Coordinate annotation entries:
__________

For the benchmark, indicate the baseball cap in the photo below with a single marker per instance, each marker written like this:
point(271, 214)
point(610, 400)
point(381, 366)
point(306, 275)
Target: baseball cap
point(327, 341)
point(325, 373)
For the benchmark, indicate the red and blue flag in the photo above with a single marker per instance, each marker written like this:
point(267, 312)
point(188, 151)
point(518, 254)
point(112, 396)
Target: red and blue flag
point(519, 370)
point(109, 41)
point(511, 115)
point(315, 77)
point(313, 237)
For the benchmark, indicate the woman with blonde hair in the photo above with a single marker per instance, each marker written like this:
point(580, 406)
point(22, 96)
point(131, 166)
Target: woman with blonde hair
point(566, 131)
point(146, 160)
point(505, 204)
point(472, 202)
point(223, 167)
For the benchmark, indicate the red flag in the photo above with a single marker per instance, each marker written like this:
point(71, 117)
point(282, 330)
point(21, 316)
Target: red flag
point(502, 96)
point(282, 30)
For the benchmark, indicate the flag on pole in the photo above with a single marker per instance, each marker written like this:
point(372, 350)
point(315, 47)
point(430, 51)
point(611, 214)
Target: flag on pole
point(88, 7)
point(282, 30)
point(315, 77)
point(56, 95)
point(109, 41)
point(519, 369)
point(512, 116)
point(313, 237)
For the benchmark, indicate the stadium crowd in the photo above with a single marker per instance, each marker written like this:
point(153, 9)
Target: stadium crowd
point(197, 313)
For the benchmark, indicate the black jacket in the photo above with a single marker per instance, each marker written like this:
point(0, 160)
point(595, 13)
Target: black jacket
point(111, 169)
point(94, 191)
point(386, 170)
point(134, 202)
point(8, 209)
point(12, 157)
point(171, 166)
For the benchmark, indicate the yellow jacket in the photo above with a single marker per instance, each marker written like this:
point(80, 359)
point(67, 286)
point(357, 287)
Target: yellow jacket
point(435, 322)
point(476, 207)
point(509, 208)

__________

TASK DETAILS:
Your task is to output all of the data above word for word.

FINAL ANSWER:
For the benchmark, indicate the baseball cap in the photo below with a single marker per instance, each marker written like this:
point(271, 214)
point(610, 400)
point(381, 366)
point(306, 275)
Target: baseball cap
point(327, 341)
point(325, 373)
For the benchmark, indicate the red and blue flag in the photo above with a single marker per instance, each marker written like this:
point(267, 312)
point(188, 151)
point(518, 254)
point(112, 396)
Target: red and blue flag
point(519, 370)
point(109, 41)
point(511, 115)
point(315, 77)
point(313, 237)
For the benchmark, indicate the woman with blonde hair in the photo above with a single marker per instance, each marker written like this:
point(580, 406)
point(22, 96)
point(131, 166)
Target: woman with blonde hair
point(566, 131)
point(146, 160)
point(505, 204)
point(472, 202)
point(223, 167)
For the benchmark, indicate the red flag in the photo above with a single marker per instance, each marker written like this:
point(71, 117)
point(282, 330)
point(21, 316)
Target: red flag
point(502, 96)
point(282, 30)
For the benchmark, indicate the flag on pole in the photo above with a single marker per instance, each marker written like this:
point(372, 350)
point(315, 47)
point(430, 51)
point(611, 214)
Target: flag on pole
point(88, 7)
point(282, 30)
point(315, 77)
point(56, 95)
point(109, 41)
point(519, 369)
point(512, 116)
point(313, 237)
For the benchmark, indicate the stadium crowd in the photo above with a single marker per instance, each marker written like this:
point(153, 9)
Target: stadium crowd
point(197, 313)
For the benchmark, indicate the black jacket in the photo above with a single marker per instance, each marker written like this:
point(0, 160)
point(595, 13)
Target: black jacket
point(111, 169)
point(94, 191)
point(386, 170)
point(134, 202)
point(8, 209)
point(12, 157)
point(171, 166)
For the benchmark, indicate the yellow jacket in the photo above with a single marker per instance, each marker written like this:
point(80, 359)
point(67, 286)
point(357, 287)
Target: yellow jacket
point(435, 322)
point(476, 207)
point(509, 208)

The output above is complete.